Segment Start: The records
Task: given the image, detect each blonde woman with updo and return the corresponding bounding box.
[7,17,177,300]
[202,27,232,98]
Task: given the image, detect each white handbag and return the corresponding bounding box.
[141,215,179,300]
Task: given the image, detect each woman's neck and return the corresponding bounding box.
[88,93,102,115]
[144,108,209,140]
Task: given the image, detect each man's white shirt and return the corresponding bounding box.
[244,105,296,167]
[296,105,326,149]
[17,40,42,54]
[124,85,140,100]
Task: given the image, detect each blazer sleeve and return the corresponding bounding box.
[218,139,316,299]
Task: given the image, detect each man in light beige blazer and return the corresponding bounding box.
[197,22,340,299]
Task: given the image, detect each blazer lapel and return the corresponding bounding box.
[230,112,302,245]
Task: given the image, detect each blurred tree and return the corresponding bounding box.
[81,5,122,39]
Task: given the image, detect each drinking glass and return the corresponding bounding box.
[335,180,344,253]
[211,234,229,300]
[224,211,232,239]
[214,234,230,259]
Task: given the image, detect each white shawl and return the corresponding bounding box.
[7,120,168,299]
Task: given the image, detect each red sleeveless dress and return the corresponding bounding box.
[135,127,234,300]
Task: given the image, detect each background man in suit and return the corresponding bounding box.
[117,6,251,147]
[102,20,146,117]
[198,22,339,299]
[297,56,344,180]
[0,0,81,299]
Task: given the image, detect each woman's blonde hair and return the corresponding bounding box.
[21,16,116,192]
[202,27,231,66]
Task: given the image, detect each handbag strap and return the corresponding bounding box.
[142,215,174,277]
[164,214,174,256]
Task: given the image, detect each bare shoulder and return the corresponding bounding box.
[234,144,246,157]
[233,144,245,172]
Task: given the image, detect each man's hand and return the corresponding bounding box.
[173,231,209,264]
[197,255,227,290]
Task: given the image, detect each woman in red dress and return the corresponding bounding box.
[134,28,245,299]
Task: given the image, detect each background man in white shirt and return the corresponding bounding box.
Segment End: The records
What to do:
Transcribe the data in full, keeping every character.

Solution to this exercise:
Task: given the image, detect each blonde woman with updo and return the corresponding bounding box.
[7,17,177,300]
[202,27,232,98]
Task: given the image, detect each white handbag and return the corresponding bounding box.
[141,215,179,300]
Task: given the image, detect each woman's neck and return the corresponding bounding box.
[88,93,102,115]
[144,108,209,140]
Task: given the image, detect each man's white shirt and return the corresponding bounding box.
[244,105,296,167]
[296,105,326,149]
[17,40,42,54]
[124,85,140,100]
Task: given the image, detect each blazer sleeve and return the corresponding bounding box.
[218,139,316,299]
Task: given the image, detect each man in light beige blazer and return the corresponding bounding box.
[197,22,340,299]
Task: given the image, detect each blazer lapel and return the corresponding bounding box.
[230,112,302,245]
Task: given the image, detect each blurred tree and return the corresponding bounding box.
[81,5,122,39]
Task: given the image, detect each drinking glass and return the corresponding bounding box.
[335,180,344,253]
[211,234,229,300]
[224,211,232,239]
[214,234,230,259]
Task: given the image, detect each white shawl and return the corresponding bounding box.
[7,120,168,299]
Task: given the image, detect each red sleeveless dress and return the corresponding bounding box.
[135,127,234,300]
Task: given the image, detect each background man in suit and return the corresponding bounding box.
[117,6,251,147]
[102,20,146,117]
[198,22,339,299]
[297,56,344,180]
[0,0,81,299]
Task: given the image, detect each woman's blonde hair and return the corresponding bounding box.
[21,16,116,192]
[202,27,231,66]
Task: given the image, detect each handbag strap and return the corresponding bounding box.
[142,215,174,277]
[164,214,174,256]
Task: given the image, detect each bare shoulder and return the corresponding bounding box.
[234,144,246,157]
[233,144,245,172]
Task: given the image, detect each man's hand and return the corresponding bounding box.
[173,231,209,264]
[197,255,227,290]
Task: given the image, detect each woman in red dress and return the corresponding bounding box.
[134,28,245,299]
Task: given the image, detect each background man in white shirt and return the corresponding bounding box.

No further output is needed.